Entries from a point-annotation set:

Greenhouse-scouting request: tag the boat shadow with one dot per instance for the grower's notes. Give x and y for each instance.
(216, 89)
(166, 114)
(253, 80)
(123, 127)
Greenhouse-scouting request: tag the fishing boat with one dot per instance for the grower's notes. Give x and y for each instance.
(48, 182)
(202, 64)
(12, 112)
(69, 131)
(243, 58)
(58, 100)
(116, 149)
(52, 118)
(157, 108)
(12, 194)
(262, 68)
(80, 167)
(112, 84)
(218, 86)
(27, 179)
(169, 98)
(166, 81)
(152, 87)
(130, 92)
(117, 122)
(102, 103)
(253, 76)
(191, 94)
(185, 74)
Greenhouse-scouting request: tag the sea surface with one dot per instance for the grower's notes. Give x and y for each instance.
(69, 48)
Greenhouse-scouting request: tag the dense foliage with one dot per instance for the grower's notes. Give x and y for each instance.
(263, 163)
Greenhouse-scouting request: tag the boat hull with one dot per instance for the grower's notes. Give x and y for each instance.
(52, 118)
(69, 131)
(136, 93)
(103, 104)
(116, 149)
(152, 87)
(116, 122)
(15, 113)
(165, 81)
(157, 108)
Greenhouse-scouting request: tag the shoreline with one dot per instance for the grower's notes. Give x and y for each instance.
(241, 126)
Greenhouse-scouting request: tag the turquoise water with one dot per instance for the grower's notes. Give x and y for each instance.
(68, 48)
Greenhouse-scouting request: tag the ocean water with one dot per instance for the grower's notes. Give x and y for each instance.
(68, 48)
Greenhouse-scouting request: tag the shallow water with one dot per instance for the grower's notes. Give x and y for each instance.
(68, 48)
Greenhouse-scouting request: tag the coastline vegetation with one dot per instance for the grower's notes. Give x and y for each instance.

**Task:**
Format every line of the records above as a numbered list, omitting any blank lines.

**Solution:**
1. Greenhouse-scouting request: tag the boat shadow with one dot per instance for the grower's notes. Give x and y for each instance.
2. (216, 89)
3. (166, 114)
4. (253, 80)
5. (123, 127)
6. Greenhouse-scouting request: tag the fishing boat with one dot per instance for the grower's notes. Give x and y for each instance.
7. (48, 182)
8. (202, 64)
9. (12, 112)
10. (69, 131)
11. (243, 58)
12. (58, 100)
13. (116, 149)
14. (52, 118)
15. (157, 108)
16. (12, 194)
17. (262, 68)
18. (80, 167)
19. (112, 84)
20. (218, 86)
21. (27, 179)
22. (169, 98)
23. (166, 81)
24. (152, 87)
25. (130, 92)
26. (117, 122)
27. (102, 103)
28. (253, 76)
29. (191, 94)
30. (185, 74)
31. Greenhouse-scouting request: tag the sea surface with one dot per instance for the grower's notes. Give x and y for each instance.
32. (69, 48)
33. Greenhouse-scouting request: tag the dense foliage with one dot per instance for the grower's notes. Give x and y for each instance.
34. (263, 163)
35. Greenhouse-scouting request: tag the boat hull with one dot per instance for the grower's notes. Give x and y for each instance.
36. (52, 118)
37. (69, 131)
38. (136, 93)
39. (103, 104)
40. (116, 149)
41. (152, 87)
42. (116, 122)
43. (15, 113)
44. (165, 81)
45. (157, 108)
46. Greenhouse-scouting request: tag the shoreline with one dot per instance for the grower's notes. Give x and y for each instance.
47. (241, 126)
48. Greenhouse-scouting request: tag the turquoise water with one dot per instance for the grower's notes. Give x and y for each instance.
49. (68, 48)
50. Greenhouse-scouting request: tag the ocean water with one dot per instance for the grower's notes. Give x and y for each instance.
51. (68, 48)
52. Greenhouse-scouting request: tag the shallow water with one dot per instance for the grower's notes. Give x and y for each instance.
53. (68, 48)
54. Greenhouse-scouting request: tag the coastline vegetation with one dot per instance for the grower's notes. Give x and y for each instance.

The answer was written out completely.